[EXCERPTED RECORDS]

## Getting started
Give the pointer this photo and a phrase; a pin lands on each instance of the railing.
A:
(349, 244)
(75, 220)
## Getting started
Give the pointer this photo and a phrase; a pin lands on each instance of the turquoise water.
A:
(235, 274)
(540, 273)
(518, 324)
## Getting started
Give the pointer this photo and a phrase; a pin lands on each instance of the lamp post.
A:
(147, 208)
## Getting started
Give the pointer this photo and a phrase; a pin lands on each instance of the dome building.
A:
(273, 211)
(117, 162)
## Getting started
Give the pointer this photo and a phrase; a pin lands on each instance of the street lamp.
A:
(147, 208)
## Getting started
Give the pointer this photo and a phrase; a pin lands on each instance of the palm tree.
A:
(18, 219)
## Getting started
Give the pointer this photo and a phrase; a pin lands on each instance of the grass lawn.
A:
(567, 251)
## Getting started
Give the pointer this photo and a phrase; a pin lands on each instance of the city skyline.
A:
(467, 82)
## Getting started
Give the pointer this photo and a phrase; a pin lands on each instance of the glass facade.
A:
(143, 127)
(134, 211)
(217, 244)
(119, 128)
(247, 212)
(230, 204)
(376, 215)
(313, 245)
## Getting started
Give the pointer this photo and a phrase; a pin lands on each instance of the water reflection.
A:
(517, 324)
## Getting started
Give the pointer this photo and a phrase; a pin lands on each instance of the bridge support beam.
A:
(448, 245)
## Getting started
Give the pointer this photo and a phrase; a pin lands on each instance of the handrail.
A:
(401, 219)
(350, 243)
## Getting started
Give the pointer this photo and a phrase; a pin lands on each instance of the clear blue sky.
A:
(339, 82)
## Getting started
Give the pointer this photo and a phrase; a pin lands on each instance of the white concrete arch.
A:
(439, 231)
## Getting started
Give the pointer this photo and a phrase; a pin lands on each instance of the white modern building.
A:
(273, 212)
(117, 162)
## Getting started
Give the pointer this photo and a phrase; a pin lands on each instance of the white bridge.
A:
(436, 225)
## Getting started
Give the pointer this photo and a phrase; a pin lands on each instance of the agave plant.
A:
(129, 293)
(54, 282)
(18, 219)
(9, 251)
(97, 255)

[TO DO] Lines containing "white" in the listing: how many are there? Answer with the number only.

[ANSWER FOR THIS EXERCISE] 3